- YOUR OBJECTIVE
Extract exactly and only the lines of the data below, starting at the line with "Place a point on each instance of the wooden bench, one" and stopping after the final line.

- AVAILABLE DATA

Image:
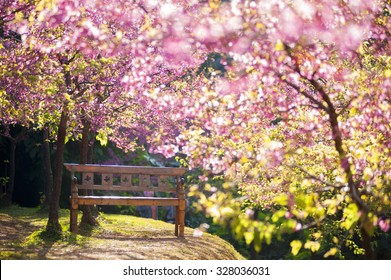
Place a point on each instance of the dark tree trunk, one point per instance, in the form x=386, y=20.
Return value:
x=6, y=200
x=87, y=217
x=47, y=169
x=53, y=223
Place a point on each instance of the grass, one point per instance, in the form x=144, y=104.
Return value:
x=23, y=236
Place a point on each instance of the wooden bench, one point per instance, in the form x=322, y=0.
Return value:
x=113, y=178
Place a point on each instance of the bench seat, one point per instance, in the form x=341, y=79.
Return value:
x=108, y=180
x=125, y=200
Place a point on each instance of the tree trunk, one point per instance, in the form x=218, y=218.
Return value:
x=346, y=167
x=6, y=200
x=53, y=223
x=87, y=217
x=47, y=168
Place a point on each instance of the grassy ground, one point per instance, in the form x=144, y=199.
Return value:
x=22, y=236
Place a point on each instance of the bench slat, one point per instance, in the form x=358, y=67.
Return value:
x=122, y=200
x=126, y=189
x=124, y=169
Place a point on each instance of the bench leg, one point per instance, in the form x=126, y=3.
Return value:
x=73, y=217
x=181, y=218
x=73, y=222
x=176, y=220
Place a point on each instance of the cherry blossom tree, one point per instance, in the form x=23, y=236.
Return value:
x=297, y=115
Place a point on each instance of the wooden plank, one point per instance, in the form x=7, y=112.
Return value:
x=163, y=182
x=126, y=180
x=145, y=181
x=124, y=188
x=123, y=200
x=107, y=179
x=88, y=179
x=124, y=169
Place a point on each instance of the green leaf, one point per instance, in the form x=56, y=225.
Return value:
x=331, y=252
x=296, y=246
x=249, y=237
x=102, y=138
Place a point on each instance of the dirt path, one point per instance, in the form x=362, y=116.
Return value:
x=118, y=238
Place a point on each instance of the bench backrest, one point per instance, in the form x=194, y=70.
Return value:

- EXERCISE ANSWER
Place a point on each instance of the wooden bench, one point per instance, in the form x=322, y=0.
Return value:
x=113, y=178
Place a point on each instance of the bench seat, one point per instance, in the form x=341, y=79.
Return value:
x=108, y=180
x=125, y=200
Place a point on each instance of the tree trunk, one point per instance, in the form x=218, y=218.
Return value:
x=346, y=167
x=6, y=200
x=53, y=223
x=87, y=217
x=47, y=168
Place a point on each instance of the grassy ground, one point per instance, in the form x=144, y=199.
Return value:
x=22, y=236
Place a point on each instance of the bench slat, one point per instance, in the form x=358, y=67.
Return value:
x=122, y=200
x=126, y=189
x=124, y=169
Place a point on each instance of the bench leg, one point per instance, in the form x=126, y=3.
Return value:
x=73, y=217
x=181, y=218
x=73, y=222
x=176, y=220
Place a point on each instance of the cherry blossom tree, one point per instance, in the form x=23, y=236.
Return value:
x=297, y=115
Place a point on each instance of the wooden plank, one point per instance, in the form x=7, y=112.
Return value:
x=163, y=182
x=126, y=180
x=145, y=181
x=124, y=188
x=123, y=200
x=107, y=179
x=88, y=179
x=124, y=169
Place a point on each instance of the green leaf, one point per instance, in the form x=56, y=225.
Return value:
x=331, y=252
x=296, y=246
x=249, y=237
x=102, y=138
Place a point on each instance of the dirt path, one point per instance, in the form x=362, y=116.
Return value:
x=118, y=238
Place a point on each instance of the bench backrest, one point per instance, in the form x=194, y=70.
Return value:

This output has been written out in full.